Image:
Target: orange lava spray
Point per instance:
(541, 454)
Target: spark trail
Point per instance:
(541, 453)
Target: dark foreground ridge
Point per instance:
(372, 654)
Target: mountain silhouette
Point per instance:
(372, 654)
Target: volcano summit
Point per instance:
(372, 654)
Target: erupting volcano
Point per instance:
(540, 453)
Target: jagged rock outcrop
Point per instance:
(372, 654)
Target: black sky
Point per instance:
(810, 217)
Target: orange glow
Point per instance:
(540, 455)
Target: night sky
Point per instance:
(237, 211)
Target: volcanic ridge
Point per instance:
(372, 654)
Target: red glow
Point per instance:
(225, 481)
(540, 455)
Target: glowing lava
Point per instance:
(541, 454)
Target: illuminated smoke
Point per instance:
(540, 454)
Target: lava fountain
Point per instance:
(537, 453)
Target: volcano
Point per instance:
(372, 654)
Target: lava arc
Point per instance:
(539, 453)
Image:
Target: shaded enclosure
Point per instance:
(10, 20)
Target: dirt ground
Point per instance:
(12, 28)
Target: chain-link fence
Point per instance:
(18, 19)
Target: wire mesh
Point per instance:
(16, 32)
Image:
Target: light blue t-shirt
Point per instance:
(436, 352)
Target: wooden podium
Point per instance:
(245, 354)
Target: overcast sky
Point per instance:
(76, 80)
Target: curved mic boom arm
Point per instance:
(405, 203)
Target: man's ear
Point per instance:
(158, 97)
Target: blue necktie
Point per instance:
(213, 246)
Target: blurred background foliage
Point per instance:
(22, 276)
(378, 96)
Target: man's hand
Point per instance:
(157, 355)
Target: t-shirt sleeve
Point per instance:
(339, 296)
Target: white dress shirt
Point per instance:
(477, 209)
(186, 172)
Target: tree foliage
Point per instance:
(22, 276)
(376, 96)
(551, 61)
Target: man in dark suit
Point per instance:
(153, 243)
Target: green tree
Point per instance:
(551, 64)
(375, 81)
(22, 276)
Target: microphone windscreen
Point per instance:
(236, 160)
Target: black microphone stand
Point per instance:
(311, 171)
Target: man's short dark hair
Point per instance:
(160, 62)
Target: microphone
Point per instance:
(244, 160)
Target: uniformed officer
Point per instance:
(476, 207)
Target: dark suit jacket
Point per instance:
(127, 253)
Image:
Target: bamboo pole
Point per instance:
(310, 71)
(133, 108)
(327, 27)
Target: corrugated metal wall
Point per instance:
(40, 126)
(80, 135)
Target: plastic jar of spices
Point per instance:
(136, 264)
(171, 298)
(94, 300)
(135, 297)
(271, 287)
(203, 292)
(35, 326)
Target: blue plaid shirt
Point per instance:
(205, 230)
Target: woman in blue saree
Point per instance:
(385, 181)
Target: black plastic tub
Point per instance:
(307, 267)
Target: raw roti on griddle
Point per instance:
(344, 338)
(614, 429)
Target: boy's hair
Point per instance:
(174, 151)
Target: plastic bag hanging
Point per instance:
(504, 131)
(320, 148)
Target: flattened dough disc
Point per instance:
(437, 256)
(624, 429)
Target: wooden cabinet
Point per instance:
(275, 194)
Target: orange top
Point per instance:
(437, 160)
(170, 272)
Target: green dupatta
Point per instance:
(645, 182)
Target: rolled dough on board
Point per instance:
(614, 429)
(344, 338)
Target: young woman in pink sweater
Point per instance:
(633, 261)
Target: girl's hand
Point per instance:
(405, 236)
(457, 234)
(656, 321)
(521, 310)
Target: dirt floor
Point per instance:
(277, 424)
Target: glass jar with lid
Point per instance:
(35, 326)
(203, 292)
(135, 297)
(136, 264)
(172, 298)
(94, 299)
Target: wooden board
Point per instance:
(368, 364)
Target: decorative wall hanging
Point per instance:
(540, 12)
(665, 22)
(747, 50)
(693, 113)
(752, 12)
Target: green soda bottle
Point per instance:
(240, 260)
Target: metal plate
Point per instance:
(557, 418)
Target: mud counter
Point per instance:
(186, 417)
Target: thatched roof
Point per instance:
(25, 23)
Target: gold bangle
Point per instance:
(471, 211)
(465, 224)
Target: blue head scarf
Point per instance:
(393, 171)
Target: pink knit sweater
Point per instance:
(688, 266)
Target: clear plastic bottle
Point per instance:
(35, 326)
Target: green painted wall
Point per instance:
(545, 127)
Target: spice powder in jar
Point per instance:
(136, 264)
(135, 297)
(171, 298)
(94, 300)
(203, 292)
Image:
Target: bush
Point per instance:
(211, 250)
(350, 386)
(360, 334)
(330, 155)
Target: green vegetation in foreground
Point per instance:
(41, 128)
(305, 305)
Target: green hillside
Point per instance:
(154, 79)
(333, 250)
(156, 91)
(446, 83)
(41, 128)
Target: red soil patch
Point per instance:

________________________

◆ **What the task requires**
Which lines above include the word "bottle"? Show each one.

◆ **Your solution**
Target: green soda bottle
Target: clear plastic bottle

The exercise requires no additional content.